* _PROMPT_: From first line to last, output the records below exactly.

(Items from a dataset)
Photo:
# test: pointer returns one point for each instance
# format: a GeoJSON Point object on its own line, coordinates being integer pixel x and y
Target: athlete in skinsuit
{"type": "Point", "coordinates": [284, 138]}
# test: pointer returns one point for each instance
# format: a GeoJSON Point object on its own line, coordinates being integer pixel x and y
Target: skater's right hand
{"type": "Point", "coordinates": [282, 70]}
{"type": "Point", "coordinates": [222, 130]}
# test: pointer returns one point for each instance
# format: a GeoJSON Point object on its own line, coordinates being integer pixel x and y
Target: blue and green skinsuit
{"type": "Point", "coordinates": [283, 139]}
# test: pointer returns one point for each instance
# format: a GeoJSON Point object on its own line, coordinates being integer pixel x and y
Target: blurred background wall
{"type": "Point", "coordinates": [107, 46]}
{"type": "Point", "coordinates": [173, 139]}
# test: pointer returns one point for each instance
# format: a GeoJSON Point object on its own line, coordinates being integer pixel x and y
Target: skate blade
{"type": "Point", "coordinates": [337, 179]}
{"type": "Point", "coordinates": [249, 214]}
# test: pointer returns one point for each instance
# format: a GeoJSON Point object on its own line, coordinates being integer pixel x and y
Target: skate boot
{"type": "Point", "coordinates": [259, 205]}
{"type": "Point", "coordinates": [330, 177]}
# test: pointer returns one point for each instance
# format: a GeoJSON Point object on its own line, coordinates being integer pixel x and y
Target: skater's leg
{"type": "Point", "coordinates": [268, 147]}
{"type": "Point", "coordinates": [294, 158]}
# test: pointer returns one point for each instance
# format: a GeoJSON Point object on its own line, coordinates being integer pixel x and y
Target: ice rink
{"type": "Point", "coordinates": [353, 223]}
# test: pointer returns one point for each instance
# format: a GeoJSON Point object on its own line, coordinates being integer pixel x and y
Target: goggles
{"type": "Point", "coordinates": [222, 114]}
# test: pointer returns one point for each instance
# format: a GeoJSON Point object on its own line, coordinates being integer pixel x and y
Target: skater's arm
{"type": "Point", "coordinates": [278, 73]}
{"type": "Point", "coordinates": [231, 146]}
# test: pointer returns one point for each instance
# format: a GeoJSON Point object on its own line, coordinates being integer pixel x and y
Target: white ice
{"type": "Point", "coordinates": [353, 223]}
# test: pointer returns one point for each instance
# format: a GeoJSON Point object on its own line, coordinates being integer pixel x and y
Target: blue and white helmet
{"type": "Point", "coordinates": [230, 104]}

* _RESULT FOR THIS EXERCISE_:
Photo:
# test: pointer returns one point for each instance
# format: a GeoJSON Point object on its own line, coordinates being integer pixel x and y
Target: athlete in skinsuit
{"type": "Point", "coordinates": [284, 138]}
# test: pointer returns one point for each instance
# format: a GeoJSON Point object on its own line, coordinates being integer pixel x and y
Target: skater's right hand
{"type": "Point", "coordinates": [282, 70]}
{"type": "Point", "coordinates": [222, 130]}
# test: pointer returns one point for each instance
# format: a GeoJSON Point object on its own line, coordinates being integer pixel x and y
Target: blue and green skinsuit
{"type": "Point", "coordinates": [283, 139]}
# test: pointer returns one point for each instance
# format: a GeoJSON Point object on its own line, coordinates being integer pixel x and y
Target: blurred background wall
{"type": "Point", "coordinates": [107, 46]}
{"type": "Point", "coordinates": [173, 139]}
# test: pointer returns one point for each instance
# format: a GeoJSON Point object on its own line, coordinates being integer pixel x and y
Target: skate blade
{"type": "Point", "coordinates": [337, 179]}
{"type": "Point", "coordinates": [249, 214]}
# test: pointer returns one point for each instance
# format: a GeoJSON Point object on its own line, coordinates being integer pixel x and y
Target: skate boot
{"type": "Point", "coordinates": [259, 205]}
{"type": "Point", "coordinates": [330, 177]}
# test: pointer returns one point for each instance
# format: a GeoJSON Point object on its own line, coordinates being integer pixel x and y
Target: skater's leg
{"type": "Point", "coordinates": [268, 147]}
{"type": "Point", "coordinates": [294, 158]}
# test: pointer returns one point for each instance
# format: a GeoJSON Point object on its own line, coordinates being integer pixel x and y
Target: ice rink
{"type": "Point", "coordinates": [353, 223]}
# test: pointer returns one point for each instance
# format: a GeoJSON Point object on its own line, coordinates being integer pixel x and y
Target: goggles
{"type": "Point", "coordinates": [222, 114]}
# test: pointer returns one point for each instance
# format: a GeoJSON Point object on its own line, coordinates being integer pixel x and y
Target: skater's arm
{"type": "Point", "coordinates": [278, 73]}
{"type": "Point", "coordinates": [231, 146]}
# test: pointer returns one point for each instance
# format: a GeoJSON Point object on its own line, coordinates being integer pixel x and y
Target: white ice
{"type": "Point", "coordinates": [353, 223]}
# test: pointer returns one point for each instance
# format: a GeoJSON Point object on its own line, coordinates being integer pixel x and y
Target: blue and white helmet
{"type": "Point", "coordinates": [230, 104]}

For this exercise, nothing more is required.